*What is being asked*. Reproduce every line starting at the one that contains "Annotate the front bumper" and ending at the final line, requests included. Shift each coordinate in the answer points up by 105, leaving the sample points within the requests unchanged.

*Information given*.
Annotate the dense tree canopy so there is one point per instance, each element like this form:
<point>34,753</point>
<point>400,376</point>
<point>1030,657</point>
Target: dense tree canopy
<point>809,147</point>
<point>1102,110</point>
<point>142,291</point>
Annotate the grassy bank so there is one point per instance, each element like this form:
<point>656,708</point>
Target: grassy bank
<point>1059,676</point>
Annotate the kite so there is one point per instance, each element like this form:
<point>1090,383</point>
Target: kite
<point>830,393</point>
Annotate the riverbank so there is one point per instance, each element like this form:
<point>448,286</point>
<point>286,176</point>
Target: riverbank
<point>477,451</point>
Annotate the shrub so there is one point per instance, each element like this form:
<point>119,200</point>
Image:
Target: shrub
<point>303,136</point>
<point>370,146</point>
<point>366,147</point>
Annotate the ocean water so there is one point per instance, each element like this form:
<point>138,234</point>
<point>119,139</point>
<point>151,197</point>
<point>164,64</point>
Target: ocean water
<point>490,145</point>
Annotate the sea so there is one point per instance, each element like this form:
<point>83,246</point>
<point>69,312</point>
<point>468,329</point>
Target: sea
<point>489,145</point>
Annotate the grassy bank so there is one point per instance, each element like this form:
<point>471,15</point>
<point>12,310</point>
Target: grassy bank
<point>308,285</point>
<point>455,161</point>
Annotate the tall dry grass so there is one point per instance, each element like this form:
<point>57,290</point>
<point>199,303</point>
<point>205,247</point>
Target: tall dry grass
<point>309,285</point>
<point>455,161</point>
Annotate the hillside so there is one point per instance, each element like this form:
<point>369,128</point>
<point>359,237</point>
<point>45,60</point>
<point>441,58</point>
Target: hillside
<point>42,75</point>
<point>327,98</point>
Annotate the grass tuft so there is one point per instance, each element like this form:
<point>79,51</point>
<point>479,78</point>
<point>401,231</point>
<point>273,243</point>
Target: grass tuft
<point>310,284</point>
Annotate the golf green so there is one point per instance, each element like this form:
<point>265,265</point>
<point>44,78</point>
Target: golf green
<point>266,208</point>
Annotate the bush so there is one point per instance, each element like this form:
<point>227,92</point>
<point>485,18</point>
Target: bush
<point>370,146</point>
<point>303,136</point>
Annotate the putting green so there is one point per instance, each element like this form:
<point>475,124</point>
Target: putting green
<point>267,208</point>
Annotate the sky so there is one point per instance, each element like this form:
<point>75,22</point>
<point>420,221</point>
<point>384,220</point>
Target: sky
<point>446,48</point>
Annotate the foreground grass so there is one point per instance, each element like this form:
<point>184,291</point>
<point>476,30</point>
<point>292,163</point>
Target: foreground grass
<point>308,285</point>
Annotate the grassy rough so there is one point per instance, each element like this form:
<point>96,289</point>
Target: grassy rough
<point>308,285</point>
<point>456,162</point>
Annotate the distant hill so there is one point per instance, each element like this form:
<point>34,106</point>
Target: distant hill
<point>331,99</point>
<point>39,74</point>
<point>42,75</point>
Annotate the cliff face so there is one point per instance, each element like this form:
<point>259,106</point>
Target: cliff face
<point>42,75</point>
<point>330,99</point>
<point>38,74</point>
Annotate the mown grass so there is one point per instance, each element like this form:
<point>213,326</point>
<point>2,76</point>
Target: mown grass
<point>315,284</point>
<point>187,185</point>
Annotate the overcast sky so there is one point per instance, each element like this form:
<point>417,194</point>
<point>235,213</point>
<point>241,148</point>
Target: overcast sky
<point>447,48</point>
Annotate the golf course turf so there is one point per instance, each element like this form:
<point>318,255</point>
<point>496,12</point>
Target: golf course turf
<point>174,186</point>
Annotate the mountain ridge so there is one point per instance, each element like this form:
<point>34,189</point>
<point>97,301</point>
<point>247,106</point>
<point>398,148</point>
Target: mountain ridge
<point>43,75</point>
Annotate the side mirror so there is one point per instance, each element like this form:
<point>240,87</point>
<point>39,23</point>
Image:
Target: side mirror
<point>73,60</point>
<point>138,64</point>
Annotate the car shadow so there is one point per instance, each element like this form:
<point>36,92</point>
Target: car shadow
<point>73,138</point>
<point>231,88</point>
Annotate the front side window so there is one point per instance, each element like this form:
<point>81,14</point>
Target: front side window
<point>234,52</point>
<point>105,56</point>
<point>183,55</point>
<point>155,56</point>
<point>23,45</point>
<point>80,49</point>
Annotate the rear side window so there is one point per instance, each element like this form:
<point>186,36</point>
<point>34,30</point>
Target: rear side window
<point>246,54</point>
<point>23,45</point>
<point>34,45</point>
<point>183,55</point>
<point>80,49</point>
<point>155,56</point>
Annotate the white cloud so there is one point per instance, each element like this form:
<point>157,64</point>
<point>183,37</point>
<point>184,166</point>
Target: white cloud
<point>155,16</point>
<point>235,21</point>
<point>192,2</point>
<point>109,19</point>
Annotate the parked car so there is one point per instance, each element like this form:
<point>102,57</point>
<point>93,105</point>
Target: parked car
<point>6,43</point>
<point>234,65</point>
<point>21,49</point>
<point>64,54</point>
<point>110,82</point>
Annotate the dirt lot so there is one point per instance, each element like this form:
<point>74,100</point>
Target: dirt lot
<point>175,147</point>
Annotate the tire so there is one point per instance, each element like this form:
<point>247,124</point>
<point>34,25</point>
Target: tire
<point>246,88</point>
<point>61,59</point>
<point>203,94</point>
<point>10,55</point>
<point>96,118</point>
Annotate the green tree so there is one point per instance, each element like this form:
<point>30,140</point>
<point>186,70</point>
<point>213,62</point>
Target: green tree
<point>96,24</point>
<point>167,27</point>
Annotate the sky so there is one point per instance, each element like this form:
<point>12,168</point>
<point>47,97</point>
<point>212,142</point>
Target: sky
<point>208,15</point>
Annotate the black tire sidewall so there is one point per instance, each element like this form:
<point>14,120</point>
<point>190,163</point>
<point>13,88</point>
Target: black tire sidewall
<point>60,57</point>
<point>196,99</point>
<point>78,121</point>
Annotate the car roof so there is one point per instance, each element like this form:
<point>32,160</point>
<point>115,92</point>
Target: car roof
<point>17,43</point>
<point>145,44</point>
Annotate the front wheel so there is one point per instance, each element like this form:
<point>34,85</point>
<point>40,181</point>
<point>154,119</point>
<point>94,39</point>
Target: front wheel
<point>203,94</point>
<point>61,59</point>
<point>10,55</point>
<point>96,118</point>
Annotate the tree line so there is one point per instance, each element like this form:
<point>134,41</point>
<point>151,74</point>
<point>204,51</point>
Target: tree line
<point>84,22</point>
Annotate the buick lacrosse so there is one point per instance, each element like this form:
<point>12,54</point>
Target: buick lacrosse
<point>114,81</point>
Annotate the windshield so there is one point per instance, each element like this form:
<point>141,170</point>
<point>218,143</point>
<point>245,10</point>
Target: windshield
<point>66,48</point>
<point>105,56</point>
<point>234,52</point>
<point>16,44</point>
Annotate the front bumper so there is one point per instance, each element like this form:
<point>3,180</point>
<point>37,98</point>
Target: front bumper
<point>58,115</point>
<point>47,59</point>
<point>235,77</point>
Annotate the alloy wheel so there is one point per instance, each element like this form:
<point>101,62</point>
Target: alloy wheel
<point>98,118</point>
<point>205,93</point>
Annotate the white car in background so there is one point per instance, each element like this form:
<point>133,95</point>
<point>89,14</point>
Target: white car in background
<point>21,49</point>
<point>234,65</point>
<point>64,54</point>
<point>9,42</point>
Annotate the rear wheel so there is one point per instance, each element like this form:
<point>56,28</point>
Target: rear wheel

*Solution*.
Annotate the front bumper so there is one point per instance, each element like this form:
<point>3,180</point>
<point>37,98</point>
Target: front bumper
<point>163,220</point>
<point>152,164</point>
<point>340,182</point>
Annotate the alloy wheel so there is one point per instance, each element like this form:
<point>101,62</point>
Target: alloy wheel
<point>203,223</point>
<point>310,198</point>
Annotate the white car in background so there is one point per instance, each element like this form:
<point>133,95</point>
<point>89,14</point>
Target: white car in background
<point>126,154</point>
<point>339,170</point>
<point>169,159</point>
<point>114,147</point>
Annotate the rear wheel so there is one point per instance, each element like this form:
<point>56,28</point>
Target: rear wheel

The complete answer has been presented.